PROBLEM TO WORK ON ▸ Will you copy every line from the start of the items through the line containing "pixel 391 537", both ends included and nothing past it, with each pixel coordinate in the answers multiplied by 2.15 and rounded to a whole number (halves round up)? Leave the coordinates after "returned like" and all other lines unchanged.
____________________
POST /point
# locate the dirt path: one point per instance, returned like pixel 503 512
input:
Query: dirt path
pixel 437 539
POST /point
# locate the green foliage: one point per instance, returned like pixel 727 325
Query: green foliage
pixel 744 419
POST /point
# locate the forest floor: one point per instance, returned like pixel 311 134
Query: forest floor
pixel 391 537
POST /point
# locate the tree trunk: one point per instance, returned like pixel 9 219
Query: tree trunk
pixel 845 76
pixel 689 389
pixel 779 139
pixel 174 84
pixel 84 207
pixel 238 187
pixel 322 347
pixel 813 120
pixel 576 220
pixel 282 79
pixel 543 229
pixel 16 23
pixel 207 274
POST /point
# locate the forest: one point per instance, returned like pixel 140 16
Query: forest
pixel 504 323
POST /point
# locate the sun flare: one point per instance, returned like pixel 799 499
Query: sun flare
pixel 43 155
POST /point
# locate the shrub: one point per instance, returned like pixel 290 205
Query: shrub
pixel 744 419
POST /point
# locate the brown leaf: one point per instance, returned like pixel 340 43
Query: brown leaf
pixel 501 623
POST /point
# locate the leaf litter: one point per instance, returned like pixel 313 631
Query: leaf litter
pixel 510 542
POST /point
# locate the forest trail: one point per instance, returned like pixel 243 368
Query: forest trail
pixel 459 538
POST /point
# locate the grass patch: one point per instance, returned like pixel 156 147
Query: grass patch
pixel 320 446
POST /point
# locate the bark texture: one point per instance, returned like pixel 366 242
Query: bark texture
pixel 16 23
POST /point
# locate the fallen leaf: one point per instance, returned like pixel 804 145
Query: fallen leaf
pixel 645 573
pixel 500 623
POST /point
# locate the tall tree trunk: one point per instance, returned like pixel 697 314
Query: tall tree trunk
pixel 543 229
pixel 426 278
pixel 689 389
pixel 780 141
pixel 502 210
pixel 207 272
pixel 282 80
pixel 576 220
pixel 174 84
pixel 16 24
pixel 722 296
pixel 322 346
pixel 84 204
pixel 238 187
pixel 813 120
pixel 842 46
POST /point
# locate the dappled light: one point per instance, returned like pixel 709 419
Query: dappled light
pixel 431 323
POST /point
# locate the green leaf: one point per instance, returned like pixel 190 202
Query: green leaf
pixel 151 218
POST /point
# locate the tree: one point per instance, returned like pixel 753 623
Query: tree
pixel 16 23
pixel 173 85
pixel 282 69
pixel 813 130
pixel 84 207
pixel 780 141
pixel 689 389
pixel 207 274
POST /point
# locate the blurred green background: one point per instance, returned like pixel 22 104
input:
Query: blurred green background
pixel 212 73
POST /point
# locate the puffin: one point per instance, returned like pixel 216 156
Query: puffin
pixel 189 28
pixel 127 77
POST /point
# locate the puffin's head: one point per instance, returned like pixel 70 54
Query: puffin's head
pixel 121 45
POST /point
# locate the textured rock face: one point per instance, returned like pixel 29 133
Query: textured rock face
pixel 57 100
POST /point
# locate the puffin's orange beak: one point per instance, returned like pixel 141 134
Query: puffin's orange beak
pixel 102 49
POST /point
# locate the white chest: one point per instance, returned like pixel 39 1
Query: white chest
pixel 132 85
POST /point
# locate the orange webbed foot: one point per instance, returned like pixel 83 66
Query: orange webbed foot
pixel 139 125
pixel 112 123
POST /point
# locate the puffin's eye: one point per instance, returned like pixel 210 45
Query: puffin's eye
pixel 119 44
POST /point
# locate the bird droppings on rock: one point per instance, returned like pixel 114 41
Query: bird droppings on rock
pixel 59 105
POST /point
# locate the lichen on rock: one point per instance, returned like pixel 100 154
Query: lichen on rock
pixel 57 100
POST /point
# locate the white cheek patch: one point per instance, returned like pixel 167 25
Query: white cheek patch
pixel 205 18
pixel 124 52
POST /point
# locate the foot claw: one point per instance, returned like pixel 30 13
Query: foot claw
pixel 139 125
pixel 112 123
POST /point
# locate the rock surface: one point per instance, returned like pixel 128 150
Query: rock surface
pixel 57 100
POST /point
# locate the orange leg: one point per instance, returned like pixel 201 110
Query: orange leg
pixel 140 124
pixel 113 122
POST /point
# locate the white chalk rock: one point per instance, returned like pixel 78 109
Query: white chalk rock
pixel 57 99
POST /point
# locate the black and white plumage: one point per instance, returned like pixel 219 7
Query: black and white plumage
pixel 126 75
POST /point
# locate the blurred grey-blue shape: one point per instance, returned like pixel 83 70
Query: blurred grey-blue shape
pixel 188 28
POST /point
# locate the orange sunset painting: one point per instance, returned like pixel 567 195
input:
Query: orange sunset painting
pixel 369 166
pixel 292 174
____________________
EXPECTED ANSWER ▸
POST /point
# locate the dirt path: one point per instance, returned like pixel 503 512
input:
Query: dirt path
pixel 940 1159
POST /point
# locate the green foliage: one point per instance, returned like pixel 727 325
Query: green foliage
pixel 1600 901
POST /point
# locate the forest floor: one point per instance, returned like pixel 311 134
Query: forest floor
pixel 841 1155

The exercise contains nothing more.